:: DATA FOR THIS TASK
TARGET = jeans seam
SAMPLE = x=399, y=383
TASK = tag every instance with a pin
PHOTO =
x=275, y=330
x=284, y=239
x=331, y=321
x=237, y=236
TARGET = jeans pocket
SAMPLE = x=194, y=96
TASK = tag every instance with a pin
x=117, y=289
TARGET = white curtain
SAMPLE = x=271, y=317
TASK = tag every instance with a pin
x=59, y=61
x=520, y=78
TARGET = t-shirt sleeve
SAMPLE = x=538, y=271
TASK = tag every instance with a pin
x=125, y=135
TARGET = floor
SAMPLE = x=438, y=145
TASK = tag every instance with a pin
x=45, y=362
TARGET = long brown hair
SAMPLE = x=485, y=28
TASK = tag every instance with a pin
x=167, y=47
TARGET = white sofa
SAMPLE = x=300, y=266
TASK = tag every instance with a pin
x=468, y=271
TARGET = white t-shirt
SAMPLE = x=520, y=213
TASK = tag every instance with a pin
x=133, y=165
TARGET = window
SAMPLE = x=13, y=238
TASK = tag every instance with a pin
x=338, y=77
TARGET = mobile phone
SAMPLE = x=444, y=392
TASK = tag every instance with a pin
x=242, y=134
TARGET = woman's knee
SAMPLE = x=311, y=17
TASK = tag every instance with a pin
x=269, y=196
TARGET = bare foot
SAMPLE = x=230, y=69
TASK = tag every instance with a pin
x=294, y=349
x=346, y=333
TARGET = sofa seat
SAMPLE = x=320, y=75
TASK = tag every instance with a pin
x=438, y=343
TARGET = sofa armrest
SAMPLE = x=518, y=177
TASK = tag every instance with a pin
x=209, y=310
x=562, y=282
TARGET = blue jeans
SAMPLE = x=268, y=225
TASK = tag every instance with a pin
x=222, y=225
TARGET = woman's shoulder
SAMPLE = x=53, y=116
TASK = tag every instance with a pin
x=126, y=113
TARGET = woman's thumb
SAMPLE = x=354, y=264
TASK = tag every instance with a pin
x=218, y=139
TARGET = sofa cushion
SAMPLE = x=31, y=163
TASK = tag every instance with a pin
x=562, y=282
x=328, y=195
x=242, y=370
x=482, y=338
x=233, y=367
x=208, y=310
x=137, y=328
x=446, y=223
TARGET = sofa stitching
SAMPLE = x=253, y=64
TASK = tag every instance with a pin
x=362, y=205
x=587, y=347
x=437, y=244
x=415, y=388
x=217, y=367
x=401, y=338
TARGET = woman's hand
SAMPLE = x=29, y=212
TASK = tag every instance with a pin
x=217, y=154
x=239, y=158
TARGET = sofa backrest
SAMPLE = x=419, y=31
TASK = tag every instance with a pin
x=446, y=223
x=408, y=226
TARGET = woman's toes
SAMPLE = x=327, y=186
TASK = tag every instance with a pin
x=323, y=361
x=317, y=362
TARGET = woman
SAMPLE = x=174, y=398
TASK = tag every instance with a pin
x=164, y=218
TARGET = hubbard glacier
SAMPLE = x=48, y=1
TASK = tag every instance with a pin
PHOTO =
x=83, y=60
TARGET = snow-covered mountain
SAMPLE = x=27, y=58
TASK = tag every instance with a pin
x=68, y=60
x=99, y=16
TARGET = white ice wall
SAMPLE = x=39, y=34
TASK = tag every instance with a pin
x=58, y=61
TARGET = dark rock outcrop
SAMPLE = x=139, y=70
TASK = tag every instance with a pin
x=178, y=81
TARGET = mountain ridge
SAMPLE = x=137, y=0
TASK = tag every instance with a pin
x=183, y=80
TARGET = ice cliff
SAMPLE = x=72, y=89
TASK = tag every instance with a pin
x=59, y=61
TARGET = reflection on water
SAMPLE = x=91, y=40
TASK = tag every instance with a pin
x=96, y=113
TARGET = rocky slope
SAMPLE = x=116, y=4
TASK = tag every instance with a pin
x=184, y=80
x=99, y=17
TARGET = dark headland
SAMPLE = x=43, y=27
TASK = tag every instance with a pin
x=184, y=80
::::
WHAT THIS TASK INVOLVES. Copy each line holding the word "sofa" from the listing above.

YOUR RESPONSE.
TARGET = white sofa
TARGET = sofa seat
TARGET = sofa armrest
TARGET = sofa cushion
TARGET = sofa stitching
TARGET = sofa backrest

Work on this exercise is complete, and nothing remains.